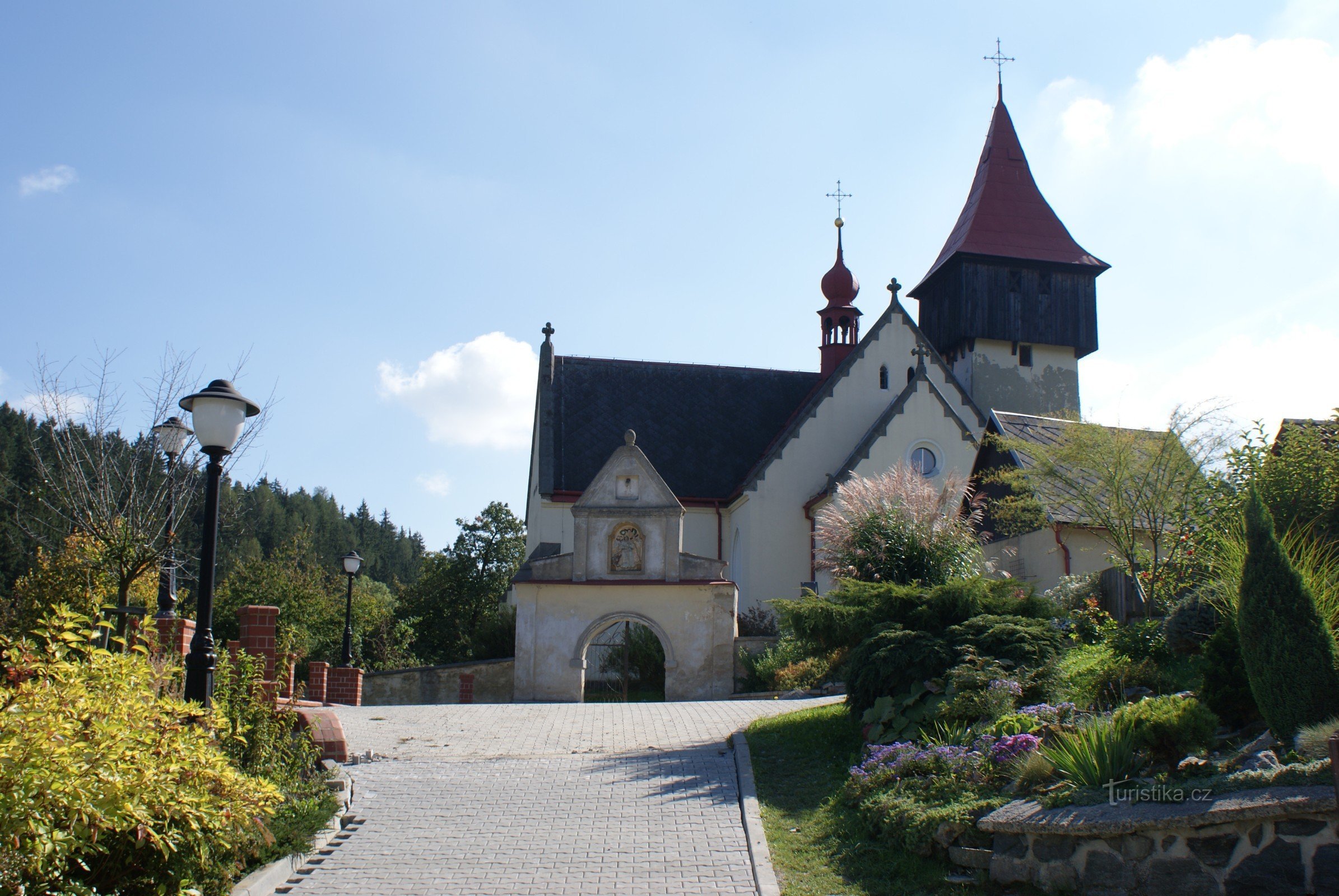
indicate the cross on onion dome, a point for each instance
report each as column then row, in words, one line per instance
column 999, row 59
column 839, row 196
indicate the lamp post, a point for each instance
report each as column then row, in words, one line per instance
column 351, row 566
column 218, row 413
column 172, row 438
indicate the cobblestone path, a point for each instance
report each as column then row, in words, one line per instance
column 559, row 799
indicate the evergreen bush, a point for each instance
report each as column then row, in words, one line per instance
column 1026, row 642
column 1286, row 645
column 1226, row 688
column 1189, row 624
column 891, row 661
column 1169, row 727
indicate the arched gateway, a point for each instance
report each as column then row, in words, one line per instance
column 626, row 566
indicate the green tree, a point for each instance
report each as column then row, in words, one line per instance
column 457, row 600
column 1141, row 491
column 1287, row 648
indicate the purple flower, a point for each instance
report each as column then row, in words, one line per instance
column 1007, row 685
column 1013, row 746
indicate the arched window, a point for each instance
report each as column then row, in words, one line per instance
column 924, row 461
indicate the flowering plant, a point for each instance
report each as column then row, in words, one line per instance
column 1014, row 746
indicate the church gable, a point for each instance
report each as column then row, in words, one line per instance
column 859, row 393
column 710, row 423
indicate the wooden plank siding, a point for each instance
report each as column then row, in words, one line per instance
column 1024, row 302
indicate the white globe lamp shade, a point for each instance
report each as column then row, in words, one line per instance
column 172, row 436
column 218, row 413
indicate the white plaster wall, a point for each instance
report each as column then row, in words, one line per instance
column 780, row 559
column 1038, row 559
column 696, row 620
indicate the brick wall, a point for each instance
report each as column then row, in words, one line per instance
column 345, row 686
column 174, row 635
column 317, row 681
column 258, row 634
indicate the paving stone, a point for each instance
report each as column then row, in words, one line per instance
column 521, row 800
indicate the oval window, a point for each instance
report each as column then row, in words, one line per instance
column 924, row 461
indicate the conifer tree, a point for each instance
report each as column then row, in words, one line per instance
column 1287, row 648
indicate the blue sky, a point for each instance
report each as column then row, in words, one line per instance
column 361, row 194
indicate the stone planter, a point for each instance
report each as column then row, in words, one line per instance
column 1251, row 843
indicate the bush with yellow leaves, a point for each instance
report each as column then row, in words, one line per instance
column 110, row 785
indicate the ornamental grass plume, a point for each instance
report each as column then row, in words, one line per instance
column 901, row 528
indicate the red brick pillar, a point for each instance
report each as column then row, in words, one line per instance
column 174, row 635
column 317, row 681
column 287, row 675
column 258, row 634
column 346, row 686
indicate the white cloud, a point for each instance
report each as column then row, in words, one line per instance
column 1258, row 375
column 1232, row 105
column 477, row 394
column 1086, row 122
column 435, row 484
column 49, row 180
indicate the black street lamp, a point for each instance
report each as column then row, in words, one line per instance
column 218, row 413
column 172, row 438
column 351, row 566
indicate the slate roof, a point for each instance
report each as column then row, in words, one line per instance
column 1006, row 213
column 703, row 428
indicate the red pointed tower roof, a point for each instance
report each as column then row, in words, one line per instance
column 1006, row 214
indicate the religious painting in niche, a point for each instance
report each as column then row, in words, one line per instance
column 626, row 549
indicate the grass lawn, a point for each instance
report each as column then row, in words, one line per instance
column 819, row 844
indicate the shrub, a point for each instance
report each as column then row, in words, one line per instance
column 1313, row 741
column 1287, row 647
column 899, row 717
column 855, row 610
column 1169, row 727
column 1226, row 689
column 109, row 787
column 1191, row 623
column 757, row 622
column 761, row 669
column 901, row 528
column 979, row 689
column 892, row 661
column 1074, row 592
column 1093, row 754
column 806, row 673
column 1026, row 642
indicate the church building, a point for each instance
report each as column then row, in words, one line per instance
column 750, row 456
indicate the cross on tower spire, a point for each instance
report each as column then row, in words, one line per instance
column 999, row 59
column 839, row 196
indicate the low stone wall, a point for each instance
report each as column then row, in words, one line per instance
column 482, row 682
column 1252, row 843
column 751, row 646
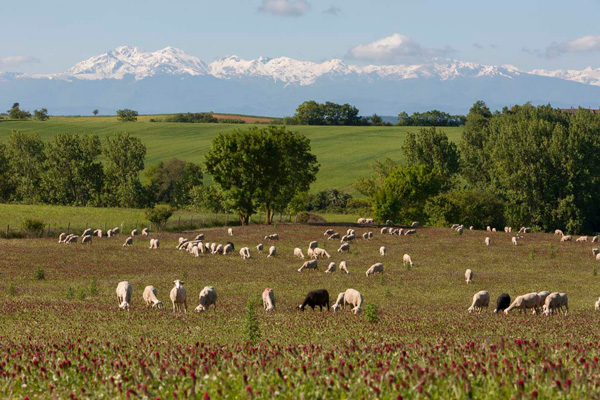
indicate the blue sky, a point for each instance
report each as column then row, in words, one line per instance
column 48, row 37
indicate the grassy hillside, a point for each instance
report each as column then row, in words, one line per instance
column 343, row 152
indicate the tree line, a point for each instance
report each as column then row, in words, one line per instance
column 522, row 166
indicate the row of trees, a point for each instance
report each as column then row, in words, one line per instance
column 534, row 166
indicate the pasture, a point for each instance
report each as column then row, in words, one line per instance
column 57, row 339
column 344, row 152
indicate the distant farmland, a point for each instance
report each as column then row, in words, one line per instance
column 343, row 152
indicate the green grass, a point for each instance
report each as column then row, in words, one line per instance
column 343, row 152
column 57, row 338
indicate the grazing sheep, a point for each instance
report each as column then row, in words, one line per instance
column 331, row 268
column 480, row 300
column 316, row 298
column 524, row 302
column 207, row 297
column 311, row 264
column 468, row 276
column 375, row 268
column 320, row 253
column 150, row 297
column 407, row 260
column 344, row 267
column 298, row 252
column 178, row 297
column 124, row 291
column 344, row 248
column 245, row 252
column 502, row 303
column 268, row 299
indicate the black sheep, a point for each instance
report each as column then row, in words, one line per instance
column 503, row 302
column 316, row 298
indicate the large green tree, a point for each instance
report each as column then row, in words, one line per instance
column 261, row 167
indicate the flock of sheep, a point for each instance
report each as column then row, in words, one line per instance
column 544, row 302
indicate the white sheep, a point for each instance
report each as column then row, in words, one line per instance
column 269, row 299
column 344, row 267
column 311, row 264
column 207, row 297
column 124, row 291
column 331, row 268
column 298, row 252
column 150, row 296
column 468, row 276
column 178, row 297
column 375, row 268
column 480, row 300
column 344, row 248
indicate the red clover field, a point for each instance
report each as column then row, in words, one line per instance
column 62, row 334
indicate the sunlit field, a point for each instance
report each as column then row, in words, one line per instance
column 59, row 339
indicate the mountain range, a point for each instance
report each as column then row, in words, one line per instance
column 170, row 80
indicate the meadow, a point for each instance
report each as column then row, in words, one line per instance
column 64, row 335
column 343, row 152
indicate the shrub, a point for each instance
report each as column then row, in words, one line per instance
column 39, row 274
column 159, row 215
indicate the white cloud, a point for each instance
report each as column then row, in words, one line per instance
column 287, row 8
column 584, row 44
column 396, row 48
column 16, row 61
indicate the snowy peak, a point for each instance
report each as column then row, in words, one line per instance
column 132, row 61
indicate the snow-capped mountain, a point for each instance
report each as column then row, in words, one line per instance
column 170, row 80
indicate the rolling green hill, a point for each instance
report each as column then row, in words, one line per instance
column 343, row 152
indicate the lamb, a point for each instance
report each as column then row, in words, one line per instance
column 344, row 267
column 208, row 297
column 502, row 303
column 375, row 268
column 480, row 300
column 124, row 291
column 298, row 252
column 344, row 248
column 407, row 260
column 331, row 268
column 268, row 299
column 316, row 298
column 468, row 276
column 320, row 253
column 245, row 252
column 524, row 302
column 311, row 264
column 150, row 297
column 178, row 297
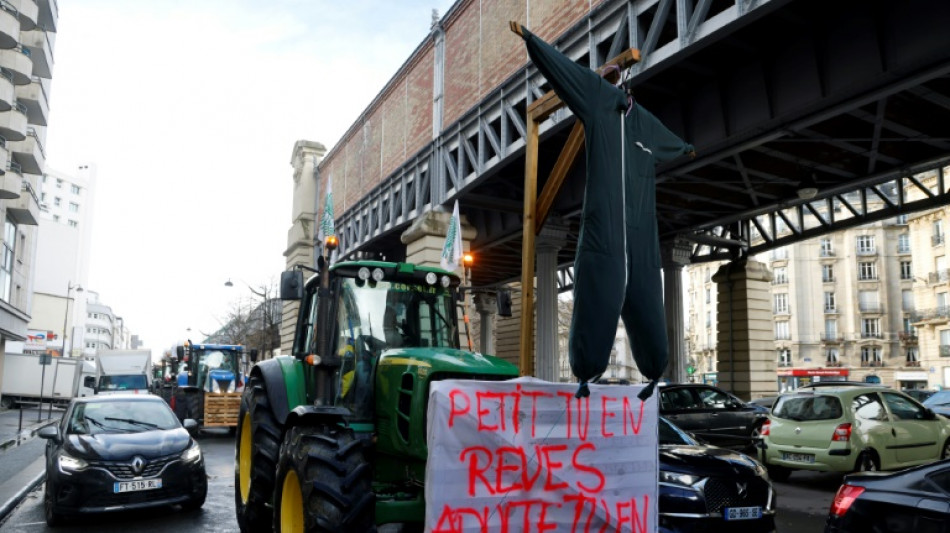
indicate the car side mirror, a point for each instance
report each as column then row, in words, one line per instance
column 50, row 432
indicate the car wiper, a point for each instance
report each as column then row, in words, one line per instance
column 131, row 421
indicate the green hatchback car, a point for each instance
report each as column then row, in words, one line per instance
column 851, row 428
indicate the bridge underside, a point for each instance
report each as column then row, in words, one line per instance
column 852, row 97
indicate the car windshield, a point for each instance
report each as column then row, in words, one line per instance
column 672, row 435
column 93, row 418
column 938, row 399
column 807, row 407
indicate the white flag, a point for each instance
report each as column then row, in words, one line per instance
column 452, row 251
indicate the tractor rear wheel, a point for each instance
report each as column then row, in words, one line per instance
column 257, row 447
column 324, row 482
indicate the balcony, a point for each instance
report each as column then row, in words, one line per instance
column 17, row 61
column 13, row 123
column 35, row 98
column 25, row 211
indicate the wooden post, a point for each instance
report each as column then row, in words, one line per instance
column 536, row 209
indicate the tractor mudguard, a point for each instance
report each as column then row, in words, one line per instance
column 285, row 385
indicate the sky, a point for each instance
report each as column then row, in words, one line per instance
column 190, row 110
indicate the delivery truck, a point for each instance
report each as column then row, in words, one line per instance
column 122, row 371
column 27, row 380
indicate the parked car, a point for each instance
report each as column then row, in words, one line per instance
column 915, row 499
column 848, row 428
column 121, row 452
column 705, row 488
column 939, row 402
column 712, row 414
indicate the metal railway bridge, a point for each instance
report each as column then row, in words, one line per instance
column 850, row 98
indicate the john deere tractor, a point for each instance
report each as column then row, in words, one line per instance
column 333, row 437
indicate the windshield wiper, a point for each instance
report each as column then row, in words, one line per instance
column 131, row 421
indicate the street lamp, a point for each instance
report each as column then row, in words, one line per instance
column 69, row 288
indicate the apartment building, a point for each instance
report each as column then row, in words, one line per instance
column 27, row 36
column 867, row 304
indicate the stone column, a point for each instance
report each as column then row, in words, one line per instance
column 746, row 338
column 487, row 305
column 675, row 256
column 300, row 238
column 552, row 238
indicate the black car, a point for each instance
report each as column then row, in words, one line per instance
column 121, row 452
column 705, row 488
column 712, row 414
column 913, row 500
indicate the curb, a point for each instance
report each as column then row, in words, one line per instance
column 11, row 504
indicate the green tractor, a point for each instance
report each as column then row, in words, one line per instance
column 333, row 437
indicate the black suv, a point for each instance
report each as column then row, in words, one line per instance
column 713, row 414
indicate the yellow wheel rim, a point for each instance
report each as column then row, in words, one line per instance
column 245, row 458
column 291, row 505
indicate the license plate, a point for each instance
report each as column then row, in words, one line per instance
column 742, row 513
column 135, row 486
column 798, row 457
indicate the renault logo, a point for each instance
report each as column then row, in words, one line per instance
column 138, row 464
column 742, row 488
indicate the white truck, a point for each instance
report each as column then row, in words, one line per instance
column 61, row 380
column 123, row 371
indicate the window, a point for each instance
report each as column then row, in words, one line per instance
column 865, row 244
column 781, row 304
column 782, row 331
column 7, row 256
column 906, row 271
column 871, row 328
column 830, row 302
column 903, row 243
column 870, row 356
column 827, row 273
column 867, row 271
column 780, row 276
column 784, row 357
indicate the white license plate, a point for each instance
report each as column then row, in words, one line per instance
column 135, row 486
column 798, row 457
column 742, row 513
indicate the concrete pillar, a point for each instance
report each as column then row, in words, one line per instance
column 486, row 305
column 300, row 238
column 675, row 256
column 746, row 341
column 552, row 238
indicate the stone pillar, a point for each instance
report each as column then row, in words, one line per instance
column 746, row 341
column 300, row 238
column 675, row 256
column 552, row 238
column 486, row 305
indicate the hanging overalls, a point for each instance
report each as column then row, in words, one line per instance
column 617, row 267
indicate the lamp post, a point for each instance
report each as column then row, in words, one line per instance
column 69, row 288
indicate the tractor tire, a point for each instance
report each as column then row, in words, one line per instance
column 256, row 449
column 324, row 483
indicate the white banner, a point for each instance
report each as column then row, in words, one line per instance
column 526, row 456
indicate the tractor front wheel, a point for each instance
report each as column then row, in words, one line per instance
column 257, row 446
column 324, row 482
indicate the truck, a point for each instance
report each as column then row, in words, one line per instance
column 61, row 380
column 333, row 436
column 123, row 371
column 208, row 383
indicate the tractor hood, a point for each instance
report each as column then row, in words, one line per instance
column 435, row 360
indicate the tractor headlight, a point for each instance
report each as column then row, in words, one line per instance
column 68, row 463
column 192, row 454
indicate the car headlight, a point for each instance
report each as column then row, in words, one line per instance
column 68, row 463
column 687, row 480
column 191, row 454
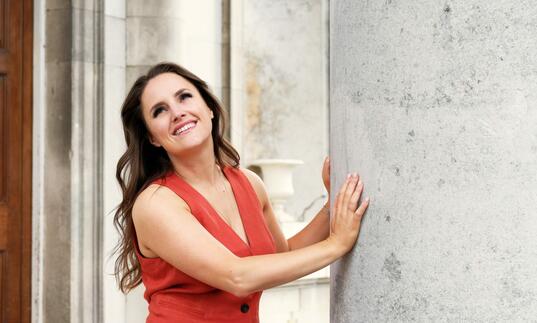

---

▸ Exercise goal:
Give the number of lines in the entries that hold the word "brick", and nothing else.

▸ Response to this exercise:
2